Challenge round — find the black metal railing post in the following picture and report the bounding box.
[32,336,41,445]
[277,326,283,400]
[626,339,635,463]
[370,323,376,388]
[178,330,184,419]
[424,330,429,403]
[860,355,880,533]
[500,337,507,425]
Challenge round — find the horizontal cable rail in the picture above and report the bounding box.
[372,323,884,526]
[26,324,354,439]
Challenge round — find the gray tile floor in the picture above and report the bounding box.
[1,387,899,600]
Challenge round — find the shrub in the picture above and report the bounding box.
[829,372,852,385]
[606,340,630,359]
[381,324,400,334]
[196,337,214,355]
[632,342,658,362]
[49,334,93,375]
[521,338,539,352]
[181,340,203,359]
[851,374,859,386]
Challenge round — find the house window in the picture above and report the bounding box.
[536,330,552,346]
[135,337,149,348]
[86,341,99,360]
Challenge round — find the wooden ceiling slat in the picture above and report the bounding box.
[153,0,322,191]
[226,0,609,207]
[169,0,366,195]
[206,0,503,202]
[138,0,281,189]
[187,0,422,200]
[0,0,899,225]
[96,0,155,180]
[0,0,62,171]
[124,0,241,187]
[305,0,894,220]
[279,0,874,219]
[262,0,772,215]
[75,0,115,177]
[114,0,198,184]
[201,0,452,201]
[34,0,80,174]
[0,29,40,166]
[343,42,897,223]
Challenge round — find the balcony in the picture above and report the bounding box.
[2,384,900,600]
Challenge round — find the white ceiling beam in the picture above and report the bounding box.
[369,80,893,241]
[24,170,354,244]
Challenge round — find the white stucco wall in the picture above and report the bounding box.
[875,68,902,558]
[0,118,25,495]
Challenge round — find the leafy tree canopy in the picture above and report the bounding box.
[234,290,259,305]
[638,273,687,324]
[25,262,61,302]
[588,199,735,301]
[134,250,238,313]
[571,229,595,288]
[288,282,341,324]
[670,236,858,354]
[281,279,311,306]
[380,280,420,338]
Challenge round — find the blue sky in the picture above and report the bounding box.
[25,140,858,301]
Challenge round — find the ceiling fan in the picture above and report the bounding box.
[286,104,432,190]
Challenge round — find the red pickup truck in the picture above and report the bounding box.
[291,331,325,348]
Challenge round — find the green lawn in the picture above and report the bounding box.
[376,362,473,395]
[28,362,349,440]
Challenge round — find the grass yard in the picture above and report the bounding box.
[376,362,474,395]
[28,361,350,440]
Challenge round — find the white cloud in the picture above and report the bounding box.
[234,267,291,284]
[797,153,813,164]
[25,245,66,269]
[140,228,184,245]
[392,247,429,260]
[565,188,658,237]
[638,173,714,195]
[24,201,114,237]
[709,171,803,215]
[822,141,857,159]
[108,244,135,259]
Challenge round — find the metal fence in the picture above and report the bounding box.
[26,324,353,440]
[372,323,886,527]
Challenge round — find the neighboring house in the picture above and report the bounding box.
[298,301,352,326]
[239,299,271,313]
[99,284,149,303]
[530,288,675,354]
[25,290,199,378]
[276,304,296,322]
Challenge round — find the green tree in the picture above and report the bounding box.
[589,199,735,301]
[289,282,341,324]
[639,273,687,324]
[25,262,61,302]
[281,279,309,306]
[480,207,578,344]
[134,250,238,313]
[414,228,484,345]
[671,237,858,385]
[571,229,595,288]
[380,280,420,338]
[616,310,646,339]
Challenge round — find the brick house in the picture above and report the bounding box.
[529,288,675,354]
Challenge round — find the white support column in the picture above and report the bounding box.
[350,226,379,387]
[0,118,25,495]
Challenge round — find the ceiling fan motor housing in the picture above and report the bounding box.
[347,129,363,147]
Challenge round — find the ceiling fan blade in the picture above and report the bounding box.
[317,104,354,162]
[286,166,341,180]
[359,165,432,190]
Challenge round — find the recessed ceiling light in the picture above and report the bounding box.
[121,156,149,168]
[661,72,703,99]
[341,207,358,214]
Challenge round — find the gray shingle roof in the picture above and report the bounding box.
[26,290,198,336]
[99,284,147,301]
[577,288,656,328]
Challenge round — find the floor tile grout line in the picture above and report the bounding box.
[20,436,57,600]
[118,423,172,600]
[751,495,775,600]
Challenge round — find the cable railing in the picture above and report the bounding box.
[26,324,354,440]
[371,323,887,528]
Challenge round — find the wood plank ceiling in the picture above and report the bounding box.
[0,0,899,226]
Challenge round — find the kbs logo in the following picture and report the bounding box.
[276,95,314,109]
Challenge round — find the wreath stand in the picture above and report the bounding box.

▬▬▬▬▬▬▬▬▬▬

▶ **About this exercise**
Copy every line above without altering a word.

▶ **Solution for this problem**
Challenge round — find the black metal railing post in the following picture and report the bounding box.
[32,336,41,445]
[277,326,283,400]
[626,339,635,463]
[370,323,376,388]
[178,330,184,419]
[424,330,429,403]
[860,355,880,533]
[500,337,507,425]
Challenge round — find the horizontal cable rail in the picture above and report the bounding box.
[372,323,884,526]
[26,324,354,439]
Challenge round — find the gray tile floor in the picture above and report the bounding box.
[1,387,899,600]
Challenge round — find the shrub in the picture above and report the bounding box.
[829,372,852,385]
[606,340,630,359]
[381,324,400,334]
[196,337,214,355]
[632,342,658,362]
[49,334,93,375]
[521,338,539,352]
[181,340,203,359]
[851,374,859,386]
Challenge round — find the house window in the picture above and report the bounding box.
[536,330,552,346]
[135,337,149,348]
[86,341,99,360]
Challenge round — find the wooden ceiling slat in the picture above and report the bounding box.
[153,0,322,191]
[226,0,609,207]
[169,0,366,195]
[206,0,503,202]
[138,0,281,189]
[187,0,422,200]
[0,0,899,225]
[96,0,155,180]
[0,0,62,171]
[124,0,241,187]
[305,0,894,220]
[279,0,874,219]
[262,0,772,215]
[75,0,115,177]
[114,0,198,184]
[201,0,452,201]
[34,0,80,174]
[0,29,40,166]
[343,42,897,223]
Challenge round — find the balcony in the picture above and report the bounding box.
[2,384,900,600]
Challenge round — find the white ceiling beam in the picture above and report the bounding box.
[369,80,893,241]
[24,170,354,244]
Challenge round — find the white stucco wall in the picture above and report the bounding box.
[875,68,902,558]
[0,118,25,495]
Challenge round — find the leafy tree canopy in the picture above and report the bounding box.
[234,290,259,305]
[638,273,687,324]
[25,262,61,302]
[588,199,735,301]
[134,250,238,313]
[571,229,595,288]
[288,282,341,324]
[670,236,858,354]
[281,279,311,306]
[380,280,420,338]
Challenge round — find the blue sky in the picture above and report the bounding box.
[25,140,858,301]
Challenge round — find the ceiling fan in the picture above and report the bounding box.
[286,104,432,190]
Challenge round — find the red pickup truck in the picture above and report the bounding box.
[291,331,325,348]
Challenge round — find the green lawn in the picture above and report the bounding box.
[376,362,473,395]
[28,362,349,440]
Challenge round — find the grass yard in the picture above and report the bounding box.
[376,362,474,395]
[28,361,350,440]
Challenge round — find the white cloud in the picture above and report the bounding box.
[234,267,291,284]
[797,153,813,164]
[25,245,66,269]
[140,228,184,245]
[392,247,429,260]
[565,188,658,237]
[638,173,714,195]
[24,201,114,237]
[709,171,803,215]
[822,141,857,159]
[108,244,135,259]
Challenge round — find the metal fence in the picture above and report the bounding box.
[26,324,353,440]
[372,323,886,527]
Challenge round — find the neighboring house in the picture above and report the bounding box.
[298,301,352,326]
[239,299,271,313]
[99,284,149,303]
[530,288,675,354]
[25,290,199,378]
[276,304,296,322]
Challenge round — find the green tree in the picture above and report the bounding box.
[589,199,735,301]
[289,282,341,324]
[639,273,687,324]
[25,262,61,302]
[281,279,309,306]
[480,207,578,344]
[134,250,238,313]
[414,228,484,345]
[671,237,858,385]
[571,229,595,288]
[380,280,420,338]
[616,310,646,339]
Challenge round — find the brick house in the picture above and report the bounding box.
[529,288,675,354]
Challenge round — find the white support column in the picture above and report the bounding box.
[350,226,379,387]
[0,118,25,495]
Challenge round — find the ceiling fan motor housing in the picture above and report the bounding box.
[347,129,363,147]
Challenge round — find the ceiling fan blade in the picture above and report the bounding box.
[317,104,354,162]
[286,166,341,180]
[359,165,432,190]
Challenge round — find the recessed ceiling light in the picture above and report the bounding box.
[121,156,149,168]
[661,72,703,99]
[341,207,358,214]
Challenge round — find the gray shingle roof in the picture above and report the bounding box.
[26,290,198,336]
[99,284,147,301]
[577,288,656,328]
Challenge round — find the floor tile grout line in the picture above and report the bounding box.
[20,436,57,600]
[118,423,172,600]
[751,495,775,600]
Challenge round — find the cable railing in the picture above and report the bounding box.
[26,324,354,440]
[371,323,887,528]
Challenge round — find the wood plank ceiling in the picture above and report the bounding box.
[0,0,899,226]
Challenge round — find the kbs logo in the following picture and report the bounding box.
[276,95,314,109]
Challenge round — find the wreath stand in the picture above and report the bounding box.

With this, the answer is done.